# [ASSIGNMENT]
Write out the passage on vaccines word for word, from "- Immune system" up to and including "to neutralize pathogens.".

# [READING TEXT]
Having viral infections throughout your life is common. Yup, you may have colds today and then recover after four days and again have colds the following month. It is common. But remember, there are other viral infections which are worse than common colds. In fact, these gruesome infections may complicate your underlying illnesses, and worse, may lead to death.
As much as possible, researchers are looking for ways to prevent and cure viral infections. Again, we can think of the pandemic COVID-19. As you may have heard, scientists all over the world are looking for a cure. Most of the times, you hear the term vaccine.
What do we know about vaccines? How do we create it? When should we get vaccinated? How do vaccines work? These are just some of the questions we usually have in mind. Let’s try to answer these questions.
What is a vaccine? How does it work?
Vaccines are used to prevent diseases, either bacterial or viral. It is a biological preparation that helps a body’s immune system to recognise and fight pathogens (disease-causing organisms), keeping us from the diseases they cause (WHO 2020).
Okay, so before I proceed to the explanation, let me define some terms first.
- Immune system – it is a host defense system that protect against diseases
- Pathogen – the disease-causing agent
- Antibody – also known as the immunoglobulin, which is produced by our body (by our immune system) to neutralize pathogens.
- Antigen – also known as the pathogen or anything that is not supposed to be inside our body.
- Immunization – a process whereby a person is made immune or resistant to an infectious disease (WHO 2020).
Okay, a bit of jargon terms here. Hmm, let me try to cartoonify them. (NOTE: I will only be explaining the simplest principle of vaccination. Other complex principles will be covered in the next coming posts.) Let me start on the main characters:
This is the IMMUNE SYSTEM. I will represent it here as the Police Headquarters.
Next would be the ANTIBODY. In this case, I will represent it here as the Policeman.
Finally, we have here the ANTIGEN, which is represented by a robber.
Okay, so how does each character play the part in demonstrating what vaccines are and how vaccines work? Let me share a very short story (and kinda a predictable one).

[Stored items from a collection]
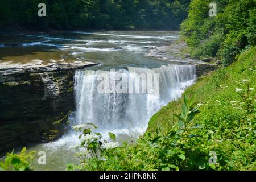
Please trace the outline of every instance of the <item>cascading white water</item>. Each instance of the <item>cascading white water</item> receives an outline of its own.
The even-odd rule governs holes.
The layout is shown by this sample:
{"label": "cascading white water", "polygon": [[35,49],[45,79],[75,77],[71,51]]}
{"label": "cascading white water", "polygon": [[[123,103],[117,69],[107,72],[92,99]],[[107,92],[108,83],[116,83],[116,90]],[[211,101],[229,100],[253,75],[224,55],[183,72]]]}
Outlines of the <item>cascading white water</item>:
{"label": "cascading white water", "polygon": [[152,69],[128,67],[122,73],[158,73],[159,93],[102,94],[97,90],[100,74],[113,71],[77,71],[75,74],[75,124],[92,122],[101,132],[143,133],[149,119],[163,106],[181,97],[184,89],[196,79],[193,65],[168,65]]}

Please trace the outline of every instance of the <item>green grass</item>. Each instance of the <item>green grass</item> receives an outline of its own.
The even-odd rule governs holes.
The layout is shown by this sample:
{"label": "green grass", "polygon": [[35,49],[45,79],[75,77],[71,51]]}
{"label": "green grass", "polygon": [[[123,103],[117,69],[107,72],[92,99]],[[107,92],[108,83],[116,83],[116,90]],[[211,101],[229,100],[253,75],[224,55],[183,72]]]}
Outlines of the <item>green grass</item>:
{"label": "green grass", "polygon": [[[191,97],[195,95],[195,100],[203,104],[230,102],[237,96],[235,88],[243,79],[250,80],[251,86],[256,88],[256,48],[251,47],[241,54],[238,60],[227,68],[223,68],[198,78],[197,81],[188,88],[185,94]],[[254,70],[250,71],[251,68]],[[227,88],[226,88],[227,86]],[[155,114],[150,119],[148,131],[153,131],[156,126],[168,129],[176,122],[173,114],[180,113],[183,100],[179,99],[168,104]],[[202,109],[206,109],[203,107]],[[208,111],[209,113],[210,110]],[[200,114],[198,117],[200,117]]]}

# [EXERCISE SOLUTION]
- Immune system – it is a host defense system that protect against diseases
- Pathogen – the disease-causing agent
- Antibody – also known as the immunoglobulin, which is produced by our body (by our immune system) to neutralize pathogens.